• Exercise: From the listing below, copy out every line that contains the word "light".

• Records to use:
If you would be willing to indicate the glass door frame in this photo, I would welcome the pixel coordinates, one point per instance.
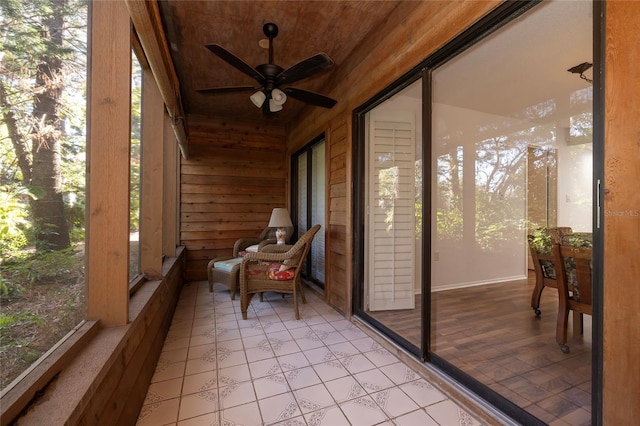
(500, 16)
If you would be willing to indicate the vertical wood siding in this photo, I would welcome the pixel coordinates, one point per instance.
(621, 391)
(338, 269)
(236, 174)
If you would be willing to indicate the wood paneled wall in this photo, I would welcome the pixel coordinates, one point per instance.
(410, 33)
(214, 215)
(338, 268)
(236, 174)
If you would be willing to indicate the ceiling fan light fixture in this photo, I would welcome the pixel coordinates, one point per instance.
(258, 98)
(278, 96)
(274, 106)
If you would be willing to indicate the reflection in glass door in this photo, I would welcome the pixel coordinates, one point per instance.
(512, 151)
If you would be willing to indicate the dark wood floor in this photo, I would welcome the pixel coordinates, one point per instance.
(491, 333)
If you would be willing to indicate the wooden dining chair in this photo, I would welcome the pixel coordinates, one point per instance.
(540, 245)
(574, 279)
(275, 268)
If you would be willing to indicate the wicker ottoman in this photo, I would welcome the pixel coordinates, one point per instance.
(224, 270)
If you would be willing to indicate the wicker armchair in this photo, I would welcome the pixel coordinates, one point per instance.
(267, 236)
(274, 269)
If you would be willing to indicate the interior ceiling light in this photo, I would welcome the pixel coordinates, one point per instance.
(580, 69)
(271, 77)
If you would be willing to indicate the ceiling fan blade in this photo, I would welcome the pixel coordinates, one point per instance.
(236, 62)
(310, 97)
(304, 69)
(230, 89)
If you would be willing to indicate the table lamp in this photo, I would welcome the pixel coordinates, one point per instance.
(280, 219)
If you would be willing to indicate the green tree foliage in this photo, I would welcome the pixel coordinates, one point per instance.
(42, 74)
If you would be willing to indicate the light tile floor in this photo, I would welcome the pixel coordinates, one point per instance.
(218, 369)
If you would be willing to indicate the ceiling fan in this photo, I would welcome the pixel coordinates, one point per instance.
(270, 77)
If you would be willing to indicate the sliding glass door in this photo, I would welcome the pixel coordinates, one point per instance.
(504, 117)
(512, 152)
(309, 206)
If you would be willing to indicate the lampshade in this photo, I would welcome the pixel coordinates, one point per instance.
(258, 98)
(280, 218)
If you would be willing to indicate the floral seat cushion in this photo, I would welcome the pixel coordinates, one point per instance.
(273, 271)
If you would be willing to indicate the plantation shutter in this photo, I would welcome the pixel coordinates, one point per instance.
(318, 209)
(391, 211)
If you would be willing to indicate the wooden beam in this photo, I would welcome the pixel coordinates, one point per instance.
(108, 152)
(171, 203)
(146, 20)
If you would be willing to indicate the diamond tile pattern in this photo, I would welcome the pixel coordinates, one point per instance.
(271, 369)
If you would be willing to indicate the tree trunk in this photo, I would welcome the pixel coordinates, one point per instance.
(52, 230)
(17, 140)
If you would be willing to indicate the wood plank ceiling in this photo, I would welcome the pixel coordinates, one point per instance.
(305, 29)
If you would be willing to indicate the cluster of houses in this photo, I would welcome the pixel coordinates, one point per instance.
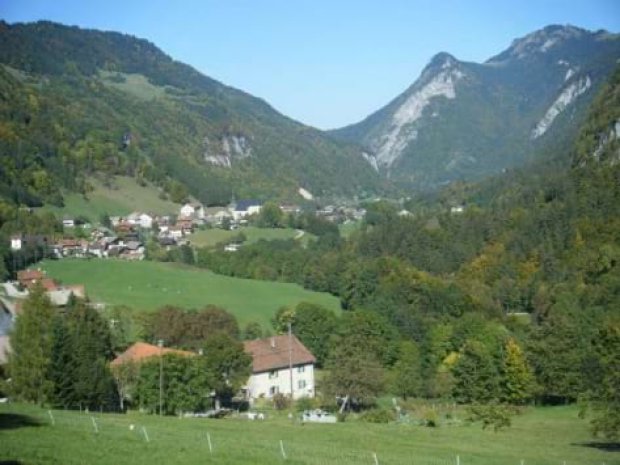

• Exercise solution:
If you would be willing to indicate the ceiling fan light fixture in this photo, I would welcome the pixel coordinates, one point per instance.
If you would be willing to indicate the interior ceiling light in this photo, I would welcome the pixel coordinates, one point per instance.
If you would be willing to indicate the light tile floor in this photo, I would welcome the pixel coordinates, one point per instance.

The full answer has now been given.